What needs to be done: Retype the material in full, keeping every word the same.

* BEGIN *

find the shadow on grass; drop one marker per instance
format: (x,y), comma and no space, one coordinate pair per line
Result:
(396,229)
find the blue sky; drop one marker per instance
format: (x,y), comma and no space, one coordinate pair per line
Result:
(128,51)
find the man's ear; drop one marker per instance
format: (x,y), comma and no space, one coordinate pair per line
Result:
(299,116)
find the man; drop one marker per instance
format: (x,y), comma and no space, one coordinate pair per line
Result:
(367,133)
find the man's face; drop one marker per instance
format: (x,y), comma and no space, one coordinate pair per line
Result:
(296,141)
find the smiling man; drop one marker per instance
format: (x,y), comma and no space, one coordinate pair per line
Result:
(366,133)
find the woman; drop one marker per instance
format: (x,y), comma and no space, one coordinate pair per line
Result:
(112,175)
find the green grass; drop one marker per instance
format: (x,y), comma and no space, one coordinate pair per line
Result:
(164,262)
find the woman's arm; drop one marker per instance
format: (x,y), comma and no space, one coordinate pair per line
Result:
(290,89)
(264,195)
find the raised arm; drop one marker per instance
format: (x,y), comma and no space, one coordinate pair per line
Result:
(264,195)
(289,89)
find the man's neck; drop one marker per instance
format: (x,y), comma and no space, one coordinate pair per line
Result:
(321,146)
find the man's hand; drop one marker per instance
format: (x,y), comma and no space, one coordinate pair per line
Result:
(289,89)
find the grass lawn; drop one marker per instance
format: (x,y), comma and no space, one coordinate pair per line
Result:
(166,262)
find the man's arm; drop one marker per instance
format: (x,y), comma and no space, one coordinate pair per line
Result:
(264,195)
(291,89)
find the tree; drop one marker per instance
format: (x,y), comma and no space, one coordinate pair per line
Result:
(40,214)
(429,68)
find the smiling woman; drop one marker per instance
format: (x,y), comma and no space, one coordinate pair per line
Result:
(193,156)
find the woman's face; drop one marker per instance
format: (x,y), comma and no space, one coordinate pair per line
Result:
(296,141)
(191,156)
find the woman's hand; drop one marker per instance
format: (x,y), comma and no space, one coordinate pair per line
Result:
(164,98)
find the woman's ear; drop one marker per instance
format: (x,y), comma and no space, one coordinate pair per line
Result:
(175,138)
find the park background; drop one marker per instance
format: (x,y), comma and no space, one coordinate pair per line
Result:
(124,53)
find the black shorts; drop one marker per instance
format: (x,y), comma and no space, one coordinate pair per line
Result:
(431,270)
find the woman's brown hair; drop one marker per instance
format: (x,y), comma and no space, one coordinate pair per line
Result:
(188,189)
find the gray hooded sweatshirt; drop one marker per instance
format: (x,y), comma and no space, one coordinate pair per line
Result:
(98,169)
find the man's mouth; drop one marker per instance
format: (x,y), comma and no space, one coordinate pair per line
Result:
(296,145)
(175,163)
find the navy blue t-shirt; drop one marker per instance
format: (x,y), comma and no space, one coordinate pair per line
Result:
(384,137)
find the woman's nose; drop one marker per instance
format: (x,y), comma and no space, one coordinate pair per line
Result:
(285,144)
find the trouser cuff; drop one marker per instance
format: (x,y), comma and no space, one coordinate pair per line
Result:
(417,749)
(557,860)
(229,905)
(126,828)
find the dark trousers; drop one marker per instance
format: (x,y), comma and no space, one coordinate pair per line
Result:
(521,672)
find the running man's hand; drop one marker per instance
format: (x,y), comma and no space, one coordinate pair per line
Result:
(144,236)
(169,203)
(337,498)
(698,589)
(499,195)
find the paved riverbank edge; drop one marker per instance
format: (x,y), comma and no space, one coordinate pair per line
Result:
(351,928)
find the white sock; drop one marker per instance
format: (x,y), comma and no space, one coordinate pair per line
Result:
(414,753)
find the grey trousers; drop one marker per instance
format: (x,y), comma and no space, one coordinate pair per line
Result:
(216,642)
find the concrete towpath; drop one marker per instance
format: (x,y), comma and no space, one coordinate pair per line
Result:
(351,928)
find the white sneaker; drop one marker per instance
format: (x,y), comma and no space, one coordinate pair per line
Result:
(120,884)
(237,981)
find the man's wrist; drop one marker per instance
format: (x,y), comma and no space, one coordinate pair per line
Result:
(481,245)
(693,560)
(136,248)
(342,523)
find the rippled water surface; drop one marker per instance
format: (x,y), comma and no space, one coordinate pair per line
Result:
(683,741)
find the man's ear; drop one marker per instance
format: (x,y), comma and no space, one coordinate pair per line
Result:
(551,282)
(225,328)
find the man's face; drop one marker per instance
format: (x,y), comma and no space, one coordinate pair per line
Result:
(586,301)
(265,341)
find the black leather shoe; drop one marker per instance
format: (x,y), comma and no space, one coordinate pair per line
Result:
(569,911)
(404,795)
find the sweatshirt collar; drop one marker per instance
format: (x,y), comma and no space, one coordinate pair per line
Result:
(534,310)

* END *

Reply to the task:
find the shadow on grass; drop one marker per instance
format: (x,y), comma and no space, one coordinate pair per line
Result:
(396,229)
find the blue sky; drop one marker per instance
format: (x,y), comma and no space, one coordinate pair per line
Result:
(128,51)
find the man's ear; drop one marker per instance
format: (x,y), comma and no space, one coordinate pair per line
Result:
(299,116)
find the man; drop one marker per instance
format: (x,y), comma and no space, one coordinate pair per line
Result:
(367,133)
find the man's face; drop one marker per instance
format: (x,y), comma and no space, one coordinate pair per line
Result:
(296,141)
find the smiling man; drop one marker per instance
format: (x,y), comma and no space, one coordinate pair per line
Result:
(366,133)
find the woman; drop one marker per instance
format: (x,y), comma and no space, one coordinate pair per line
Result:
(112,175)
find the green grass; drop one marker per instance
format: (x,y), comma and no space, one coordinate pair per line
Result:
(164,262)
find the woman's arm; drop one marker per instance
format: (x,y), comma and no space, one coordinate pair per line
Result:
(290,89)
(264,195)
find the raised arm; drop one marker per instance
format: (x,y), comma and no space, one coordinate pair per line
Result:
(264,195)
(289,89)
find the man's neck; drop one marker per instance
format: (x,y), comma and no space, one coordinate pair per line
Result:
(321,146)
find the man's hand; drop one marker per instance
format: (x,y), comma and no space, one coordinate pair per line
Result:
(289,89)
find the grass lawn; drop one marker per instance
format: (x,y), comma and no space, one coordinate pair per line
Result:
(166,262)
find the man's arm; drop one marker per instance
format: (x,y), comma and no space, one coordinate pair per line
Result:
(264,195)
(291,89)
find the tree; drop one marker per instance
format: (x,y), comma and no space, one coordinate pair per line
Result:
(40,214)
(429,68)
find the smiling woman; drop one marker per instance
format: (x,y), comma and no space, one coordinate pair per line
Result:
(193,156)
find the woman's face; drop one marker per instance
format: (x,y), comma and no space, one coordinate pair per line
Result:
(296,141)
(191,156)
find the woman's hand; drop one marker per instance
format: (x,y), comma and no space, one coordinate pair per line
Result:
(164,98)
find the woman's ear; drop one marker per instance
format: (x,y), comma and no space, one coordinate pair per line
Result:
(175,138)
find the park background; drop one marker per instance
format: (x,y), comma and no space, one coordinate pair per line
Result:
(124,53)
find the black shorts; drop one marker per instance
format: (x,y), comma and no space, one coordinate pair per line
Result:
(431,270)
find the woman's brown hair; drop one marker per instance
format: (x,y), comma and no space, one coordinate pair per line
Result:
(188,189)
find the gray hooded sweatshirt; drop one marker per instance
format: (x,y), comma and no space, one coordinate pair per line
Result:
(98,169)
find the man's mouth; drop one marker per instance
format: (x,y), comma and no space, one coordinate pair per line
Result:
(296,145)
(175,163)
find the navy blue t-shirt; drop one marker per instance
format: (x,y), comma and no space, one coordinate pair per line
Result:
(384,137)
find the woman's nose; drop one marker per instance
format: (x,y), comma and no space, one coordinate pair per line
Result:
(285,144)
find the trouser cuff; drop one marker per instance
format: (x,y), comma and no space, one coordinate pair per line
Result:
(417,749)
(557,860)
(229,905)
(126,828)
find the dark trousers; drop one marker per instance
format: (x,y), comma and no space, one coordinate pair per line
Result:
(521,672)
find the running man's hand; drop one marker per instance
format: (x,y), comma and no space, one coordinate pair per line
Result:
(144,236)
(169,203)
(337,498)
(698,589)
(499,195)
find the paved riverbank edge; drop one marker per instance
format: (x,y), comma and no space, one coordinate pair per line
Result:
(351,928)
find the white sock; drop one marker per instance
format: (x,y), comma and no space, one coordinate pair per line
Result:
(414,753)
find the grey trousers; drop one marker per instance
format: (x,y), comma and no space, one coordinate pair per line
Result:
(216,642)
find the concrete towpath; drop one marker per instance
format: (x,y), comma and no space, one coordinate pair per line
Result:
(351,928)
find the white sneaker; drop one marker per instance
format: (x,y), comma and no space, one coordinate pair per line
Result:
(120,884)
(237,981)
find the man's wrist; drop one marker per instance
format: (x,y), comma and no space, one coordinate pair per line
Result:
(481,245)
(693,560)
(136,248)
(342,523)
find the rippled water surface; drop one marker per instance
format: (x,y), comma and no space, one coordinate pair per line
Result:
(683,741)
find the man's ear; drop one marker per instance
format: (x,y), comma and no space, one coordinate pair per line
Result:
(551,282)
(225,328)
find the man's face; drop one marker per instance
format: (x,y), comma and no space, one coordinate pair per line
Result:
(586,301)
(265,341)
find the black leather shoe; drop one marker per instance
format: (x,y), comma and no space, one coordinate pair per line
Result:
(569,911)
(404,795)
find the sweatshirt collar; drop one marker per instance
format: (x,y), comma and no space, one coordinate pair per line
Result:
(534,310)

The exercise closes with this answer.